For each line in the data that includes "floor", make a copy.

** INFORMATION GIVEN follows **

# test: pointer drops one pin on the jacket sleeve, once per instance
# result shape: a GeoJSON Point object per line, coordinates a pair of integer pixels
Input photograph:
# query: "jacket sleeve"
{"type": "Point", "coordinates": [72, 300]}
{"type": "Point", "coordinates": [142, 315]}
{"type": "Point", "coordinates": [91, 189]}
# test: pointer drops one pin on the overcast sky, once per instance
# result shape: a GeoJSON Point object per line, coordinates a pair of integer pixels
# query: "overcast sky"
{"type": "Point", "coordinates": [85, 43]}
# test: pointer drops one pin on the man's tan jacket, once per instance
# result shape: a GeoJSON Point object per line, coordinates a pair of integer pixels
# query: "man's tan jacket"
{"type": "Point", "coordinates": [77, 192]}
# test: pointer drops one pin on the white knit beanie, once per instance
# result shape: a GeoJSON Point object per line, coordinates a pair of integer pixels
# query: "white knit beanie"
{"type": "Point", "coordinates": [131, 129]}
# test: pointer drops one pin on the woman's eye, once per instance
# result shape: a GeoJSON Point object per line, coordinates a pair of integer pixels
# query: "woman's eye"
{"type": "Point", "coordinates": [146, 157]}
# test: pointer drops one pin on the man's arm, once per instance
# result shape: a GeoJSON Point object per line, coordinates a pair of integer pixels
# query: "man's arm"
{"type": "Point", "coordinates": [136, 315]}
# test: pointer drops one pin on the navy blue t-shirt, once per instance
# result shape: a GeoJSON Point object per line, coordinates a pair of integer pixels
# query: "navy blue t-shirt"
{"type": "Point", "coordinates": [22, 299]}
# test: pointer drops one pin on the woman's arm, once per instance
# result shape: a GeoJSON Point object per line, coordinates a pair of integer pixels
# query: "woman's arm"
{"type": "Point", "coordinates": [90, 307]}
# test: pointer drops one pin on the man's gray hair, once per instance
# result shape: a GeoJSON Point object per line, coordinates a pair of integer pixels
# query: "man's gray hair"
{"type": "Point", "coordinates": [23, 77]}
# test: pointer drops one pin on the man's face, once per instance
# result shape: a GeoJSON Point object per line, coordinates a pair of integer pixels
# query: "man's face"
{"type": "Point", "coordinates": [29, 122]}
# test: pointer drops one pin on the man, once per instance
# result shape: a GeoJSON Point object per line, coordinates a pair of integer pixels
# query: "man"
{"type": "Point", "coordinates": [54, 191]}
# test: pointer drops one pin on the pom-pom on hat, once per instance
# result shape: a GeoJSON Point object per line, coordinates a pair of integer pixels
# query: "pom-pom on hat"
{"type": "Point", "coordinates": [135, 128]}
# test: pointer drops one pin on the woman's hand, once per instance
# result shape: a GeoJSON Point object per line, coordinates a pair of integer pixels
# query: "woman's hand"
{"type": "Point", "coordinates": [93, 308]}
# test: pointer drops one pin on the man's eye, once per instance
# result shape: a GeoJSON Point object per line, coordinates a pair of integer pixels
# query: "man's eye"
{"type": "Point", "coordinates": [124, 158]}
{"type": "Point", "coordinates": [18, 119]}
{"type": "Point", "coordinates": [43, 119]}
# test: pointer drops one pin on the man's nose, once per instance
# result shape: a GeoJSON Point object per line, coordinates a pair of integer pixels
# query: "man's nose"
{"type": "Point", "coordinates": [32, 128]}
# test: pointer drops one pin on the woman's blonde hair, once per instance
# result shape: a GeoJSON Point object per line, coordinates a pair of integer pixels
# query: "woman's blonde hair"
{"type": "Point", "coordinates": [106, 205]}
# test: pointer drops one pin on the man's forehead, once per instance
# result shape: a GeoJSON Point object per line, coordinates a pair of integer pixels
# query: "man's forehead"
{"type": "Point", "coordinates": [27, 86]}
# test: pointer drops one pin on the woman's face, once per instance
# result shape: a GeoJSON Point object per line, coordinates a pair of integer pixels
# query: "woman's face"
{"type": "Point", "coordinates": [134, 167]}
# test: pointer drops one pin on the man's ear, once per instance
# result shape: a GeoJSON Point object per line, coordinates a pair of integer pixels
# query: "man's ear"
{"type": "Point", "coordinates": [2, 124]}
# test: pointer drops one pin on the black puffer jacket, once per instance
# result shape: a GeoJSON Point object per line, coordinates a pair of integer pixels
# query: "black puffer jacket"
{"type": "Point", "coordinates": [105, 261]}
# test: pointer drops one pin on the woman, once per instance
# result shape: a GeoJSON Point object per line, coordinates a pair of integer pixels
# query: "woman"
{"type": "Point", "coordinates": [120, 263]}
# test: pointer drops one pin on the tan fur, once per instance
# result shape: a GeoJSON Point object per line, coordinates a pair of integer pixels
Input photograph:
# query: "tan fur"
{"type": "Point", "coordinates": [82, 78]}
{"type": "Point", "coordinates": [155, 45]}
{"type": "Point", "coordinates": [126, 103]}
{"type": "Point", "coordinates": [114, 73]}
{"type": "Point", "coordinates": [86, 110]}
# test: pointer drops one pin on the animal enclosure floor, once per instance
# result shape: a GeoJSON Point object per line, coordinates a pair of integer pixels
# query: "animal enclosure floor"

** End of INFORMATION GIVEN **

## TASK OUTPUT
# test: pointer drops one pin on the animal enclosure floor, once per instance
# query: "animal enclosure floor"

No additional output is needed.